▶ Task instructions:
In the data below, find the line containing "Retail shelf-audit station: indicate every instance of the bokeh", then set down that line and every later line up to and including the line containing "[[62, 90], [374, 187], [367, 8], [277, 216]]", exactly.

▶ Supplied material:

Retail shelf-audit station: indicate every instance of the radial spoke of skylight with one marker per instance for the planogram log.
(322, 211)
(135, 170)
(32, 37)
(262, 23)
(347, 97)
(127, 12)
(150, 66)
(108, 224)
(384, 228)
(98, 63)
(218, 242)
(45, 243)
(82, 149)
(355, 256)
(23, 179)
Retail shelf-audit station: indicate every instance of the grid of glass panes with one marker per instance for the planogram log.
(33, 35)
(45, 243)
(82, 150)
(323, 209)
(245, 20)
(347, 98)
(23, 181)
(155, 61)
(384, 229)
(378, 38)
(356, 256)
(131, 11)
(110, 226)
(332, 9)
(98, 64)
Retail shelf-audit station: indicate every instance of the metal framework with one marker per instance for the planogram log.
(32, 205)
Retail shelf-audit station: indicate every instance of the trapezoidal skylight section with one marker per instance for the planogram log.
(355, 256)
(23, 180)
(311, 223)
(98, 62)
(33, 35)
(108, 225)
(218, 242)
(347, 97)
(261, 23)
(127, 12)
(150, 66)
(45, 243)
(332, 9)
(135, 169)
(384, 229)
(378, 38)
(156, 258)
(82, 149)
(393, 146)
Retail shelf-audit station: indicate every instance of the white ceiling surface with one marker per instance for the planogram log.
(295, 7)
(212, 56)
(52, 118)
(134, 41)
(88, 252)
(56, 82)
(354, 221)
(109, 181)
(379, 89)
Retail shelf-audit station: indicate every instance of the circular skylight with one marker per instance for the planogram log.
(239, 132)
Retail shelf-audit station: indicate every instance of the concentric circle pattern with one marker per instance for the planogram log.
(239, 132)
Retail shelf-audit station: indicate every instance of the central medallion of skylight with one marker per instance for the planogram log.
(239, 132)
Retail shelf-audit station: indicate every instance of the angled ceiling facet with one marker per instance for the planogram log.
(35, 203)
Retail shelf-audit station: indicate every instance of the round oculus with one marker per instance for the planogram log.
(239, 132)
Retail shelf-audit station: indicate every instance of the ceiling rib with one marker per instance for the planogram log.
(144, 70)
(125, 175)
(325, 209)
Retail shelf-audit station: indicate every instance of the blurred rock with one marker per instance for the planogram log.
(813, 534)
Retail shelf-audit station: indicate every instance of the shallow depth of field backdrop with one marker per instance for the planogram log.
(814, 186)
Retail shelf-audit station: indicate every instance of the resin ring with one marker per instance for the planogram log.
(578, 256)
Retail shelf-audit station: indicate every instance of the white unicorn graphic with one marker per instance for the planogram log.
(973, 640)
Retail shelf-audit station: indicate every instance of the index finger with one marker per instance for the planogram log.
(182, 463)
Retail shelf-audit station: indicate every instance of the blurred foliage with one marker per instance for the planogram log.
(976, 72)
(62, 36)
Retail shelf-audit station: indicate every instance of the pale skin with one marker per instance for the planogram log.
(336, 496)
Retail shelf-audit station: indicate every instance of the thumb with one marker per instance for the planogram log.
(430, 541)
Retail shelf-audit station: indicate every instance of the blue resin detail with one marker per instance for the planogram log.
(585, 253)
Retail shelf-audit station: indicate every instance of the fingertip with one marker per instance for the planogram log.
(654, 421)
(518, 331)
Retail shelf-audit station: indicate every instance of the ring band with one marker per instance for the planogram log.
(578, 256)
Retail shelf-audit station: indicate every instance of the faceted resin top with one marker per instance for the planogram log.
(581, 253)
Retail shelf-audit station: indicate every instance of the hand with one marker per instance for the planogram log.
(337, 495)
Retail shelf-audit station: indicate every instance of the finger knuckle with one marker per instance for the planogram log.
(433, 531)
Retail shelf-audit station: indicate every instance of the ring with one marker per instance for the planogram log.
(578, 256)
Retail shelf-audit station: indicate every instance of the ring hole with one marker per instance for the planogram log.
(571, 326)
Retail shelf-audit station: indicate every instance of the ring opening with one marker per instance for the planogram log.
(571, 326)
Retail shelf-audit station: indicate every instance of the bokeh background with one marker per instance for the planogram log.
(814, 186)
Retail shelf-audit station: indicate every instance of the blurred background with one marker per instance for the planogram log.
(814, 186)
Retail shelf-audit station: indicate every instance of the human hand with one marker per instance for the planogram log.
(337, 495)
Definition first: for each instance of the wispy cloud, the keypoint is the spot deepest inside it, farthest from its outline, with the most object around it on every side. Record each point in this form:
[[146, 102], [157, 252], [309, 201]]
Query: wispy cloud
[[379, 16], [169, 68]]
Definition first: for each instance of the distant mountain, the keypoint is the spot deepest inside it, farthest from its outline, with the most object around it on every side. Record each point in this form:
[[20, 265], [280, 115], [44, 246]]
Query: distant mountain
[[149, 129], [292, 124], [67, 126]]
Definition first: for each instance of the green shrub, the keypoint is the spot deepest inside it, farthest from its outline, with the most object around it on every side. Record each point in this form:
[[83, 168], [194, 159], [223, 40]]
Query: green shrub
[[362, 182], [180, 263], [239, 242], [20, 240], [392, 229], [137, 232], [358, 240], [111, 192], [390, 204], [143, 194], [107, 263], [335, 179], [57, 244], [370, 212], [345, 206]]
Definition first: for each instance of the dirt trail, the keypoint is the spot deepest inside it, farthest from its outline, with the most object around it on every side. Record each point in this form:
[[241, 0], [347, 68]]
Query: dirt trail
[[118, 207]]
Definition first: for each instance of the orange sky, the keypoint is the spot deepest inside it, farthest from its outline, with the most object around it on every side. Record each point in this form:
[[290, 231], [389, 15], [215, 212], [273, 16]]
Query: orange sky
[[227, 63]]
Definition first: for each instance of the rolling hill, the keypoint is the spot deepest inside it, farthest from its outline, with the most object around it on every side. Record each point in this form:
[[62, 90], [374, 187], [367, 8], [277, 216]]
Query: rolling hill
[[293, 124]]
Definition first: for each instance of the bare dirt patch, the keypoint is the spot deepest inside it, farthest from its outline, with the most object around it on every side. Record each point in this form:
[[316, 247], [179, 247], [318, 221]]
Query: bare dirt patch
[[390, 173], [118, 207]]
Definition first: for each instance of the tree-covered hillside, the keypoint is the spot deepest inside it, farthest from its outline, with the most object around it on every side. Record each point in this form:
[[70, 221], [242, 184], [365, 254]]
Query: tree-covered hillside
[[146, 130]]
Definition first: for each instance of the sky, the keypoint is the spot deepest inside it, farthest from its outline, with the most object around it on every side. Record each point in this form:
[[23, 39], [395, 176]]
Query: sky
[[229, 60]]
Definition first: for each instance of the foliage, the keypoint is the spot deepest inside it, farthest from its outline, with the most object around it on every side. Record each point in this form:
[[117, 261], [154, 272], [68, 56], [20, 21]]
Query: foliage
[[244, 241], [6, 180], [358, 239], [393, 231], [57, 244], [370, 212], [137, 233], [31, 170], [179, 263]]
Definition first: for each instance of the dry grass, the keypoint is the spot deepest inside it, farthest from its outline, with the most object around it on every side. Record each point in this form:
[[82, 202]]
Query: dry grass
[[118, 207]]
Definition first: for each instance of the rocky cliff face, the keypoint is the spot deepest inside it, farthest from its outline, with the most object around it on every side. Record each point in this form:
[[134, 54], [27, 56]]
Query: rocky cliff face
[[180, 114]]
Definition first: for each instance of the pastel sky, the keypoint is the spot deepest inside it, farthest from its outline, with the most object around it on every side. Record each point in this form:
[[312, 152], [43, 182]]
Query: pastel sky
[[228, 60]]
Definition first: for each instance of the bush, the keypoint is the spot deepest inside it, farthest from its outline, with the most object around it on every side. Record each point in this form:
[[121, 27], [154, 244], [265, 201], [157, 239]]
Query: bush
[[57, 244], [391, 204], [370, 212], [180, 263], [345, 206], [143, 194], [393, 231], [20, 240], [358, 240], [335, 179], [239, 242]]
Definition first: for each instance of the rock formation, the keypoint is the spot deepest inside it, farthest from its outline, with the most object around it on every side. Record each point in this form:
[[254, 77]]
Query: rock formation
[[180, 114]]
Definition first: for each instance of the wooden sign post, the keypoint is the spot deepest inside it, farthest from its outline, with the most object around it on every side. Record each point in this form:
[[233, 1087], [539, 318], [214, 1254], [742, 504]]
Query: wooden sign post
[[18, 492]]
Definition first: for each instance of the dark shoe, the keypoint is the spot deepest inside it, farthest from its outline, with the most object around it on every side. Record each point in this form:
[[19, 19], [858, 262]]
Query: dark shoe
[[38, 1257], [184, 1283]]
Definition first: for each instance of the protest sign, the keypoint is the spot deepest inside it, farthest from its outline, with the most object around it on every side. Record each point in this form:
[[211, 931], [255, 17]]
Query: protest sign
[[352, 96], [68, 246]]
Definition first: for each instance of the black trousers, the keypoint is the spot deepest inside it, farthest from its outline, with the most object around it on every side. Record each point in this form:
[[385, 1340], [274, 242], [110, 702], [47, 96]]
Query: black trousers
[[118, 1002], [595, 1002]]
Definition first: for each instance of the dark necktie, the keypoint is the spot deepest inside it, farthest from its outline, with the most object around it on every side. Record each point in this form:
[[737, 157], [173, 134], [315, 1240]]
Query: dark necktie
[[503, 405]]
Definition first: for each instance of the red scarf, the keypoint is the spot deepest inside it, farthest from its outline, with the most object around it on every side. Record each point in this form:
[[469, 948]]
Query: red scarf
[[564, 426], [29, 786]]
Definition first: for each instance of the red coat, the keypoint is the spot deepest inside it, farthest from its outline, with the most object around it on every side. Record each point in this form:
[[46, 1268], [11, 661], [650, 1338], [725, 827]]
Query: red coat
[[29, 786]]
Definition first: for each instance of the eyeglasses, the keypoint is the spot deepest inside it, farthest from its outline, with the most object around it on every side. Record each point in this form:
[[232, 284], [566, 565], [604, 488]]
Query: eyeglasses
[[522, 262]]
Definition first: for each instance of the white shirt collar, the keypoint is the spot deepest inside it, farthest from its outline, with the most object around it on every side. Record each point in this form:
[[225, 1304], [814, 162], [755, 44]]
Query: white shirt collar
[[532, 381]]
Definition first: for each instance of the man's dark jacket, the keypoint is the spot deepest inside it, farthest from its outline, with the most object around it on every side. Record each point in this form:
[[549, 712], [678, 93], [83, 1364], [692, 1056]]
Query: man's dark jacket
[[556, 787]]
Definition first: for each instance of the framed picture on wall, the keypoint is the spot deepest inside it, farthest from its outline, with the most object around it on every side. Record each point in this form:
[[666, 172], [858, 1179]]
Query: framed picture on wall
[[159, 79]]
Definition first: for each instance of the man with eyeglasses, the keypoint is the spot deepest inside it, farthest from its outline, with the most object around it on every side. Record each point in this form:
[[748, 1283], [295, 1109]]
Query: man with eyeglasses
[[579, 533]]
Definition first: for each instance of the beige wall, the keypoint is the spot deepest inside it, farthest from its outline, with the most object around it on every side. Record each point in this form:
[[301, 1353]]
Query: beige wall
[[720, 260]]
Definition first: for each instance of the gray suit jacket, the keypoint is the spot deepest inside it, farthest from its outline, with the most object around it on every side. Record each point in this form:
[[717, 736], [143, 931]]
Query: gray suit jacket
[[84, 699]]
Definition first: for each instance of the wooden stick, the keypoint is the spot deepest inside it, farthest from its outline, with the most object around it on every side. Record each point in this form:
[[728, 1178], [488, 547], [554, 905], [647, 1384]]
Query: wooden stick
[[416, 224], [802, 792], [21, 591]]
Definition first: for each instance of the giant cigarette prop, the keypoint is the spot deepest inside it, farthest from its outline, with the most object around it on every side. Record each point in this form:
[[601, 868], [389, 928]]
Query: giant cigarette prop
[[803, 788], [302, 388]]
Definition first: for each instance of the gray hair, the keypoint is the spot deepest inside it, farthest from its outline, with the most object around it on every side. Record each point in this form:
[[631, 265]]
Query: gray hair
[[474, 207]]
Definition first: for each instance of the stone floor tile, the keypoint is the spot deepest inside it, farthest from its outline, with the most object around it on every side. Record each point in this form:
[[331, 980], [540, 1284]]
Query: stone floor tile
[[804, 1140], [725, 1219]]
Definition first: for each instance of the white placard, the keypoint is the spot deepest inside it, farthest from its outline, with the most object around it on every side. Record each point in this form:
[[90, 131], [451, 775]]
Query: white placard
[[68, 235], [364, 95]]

▶ Answer to this exercise:
Retail shelf-audit station: indicate every instance of the bokeh background with one marker per instance for the planogram log.
(814, 186)
Retail shelf-audit station: indicate every instance of the blurred background with one marker per instance for the planogram log.
(814, 186)
Retail shelf-audit station: indicate every instance of the human hand with one marker per instance for the planogram log.
(337, 495)
Definition first: for each instance of the wispy cloud, the keypoint is the spot deepest inside it, farthest from its outline, with the most object around it on every side. Record each point in this form:
[[146, 102], [157, 252], [309, 201]]
Query: wispy cloud
[[379, 16], [169, 68]]
Definition first: for each instance of the distant mountain, the keypoint is the spot deepest inside it, farthest from its outline, with the most object around it on every side. Record each point in this form:
[[20, 265], [280, 115], [44, 246]]
Query: distant mountain
[[149, 129], [292, 124], [67, 126]]
Definition first: for each instance of the green shrub, the keypoint is the spot deepest inside it, farthest from its outline, with the most object around it on every side. Record each point in this form:
[[83, 168], [194, 159], [223, 40]]
Query: green shrub
[[362, 182], [180, 263], [239, 242], [20, 240], [392, 229], [137, 232], [358, 240], [111, 192], [390, 204], [143, 194], [107, 263], [335, 179], [57, 244], [370, 212], [345, 206]]
Definition first: for each instance of the dirt trail, the keypoint is the spot deepest inside it, farthest from its outline, with the most object around it on every side. Record each point in this form:
[[241, 0], [347, 68]]
Query: dirt trail
[[118, 207]]
Definition first: for each instance of the orange sky, the keypoint is the spot deepest inside it, farthest from its outline, with the most object around it on every side. Record each point in this form:
[[290, 231], [389, 15], [215, 212], [273, 16]]
Query: orange sky
[[227, 63]]
Definition first: for each instance of the rolling hill, the keypoint is the spot deepest inside it, farthest from its outline, with the most object around it on every side. Record each point in this form:
[[62, 90], [374, 187], [367, 8], [277, 216]]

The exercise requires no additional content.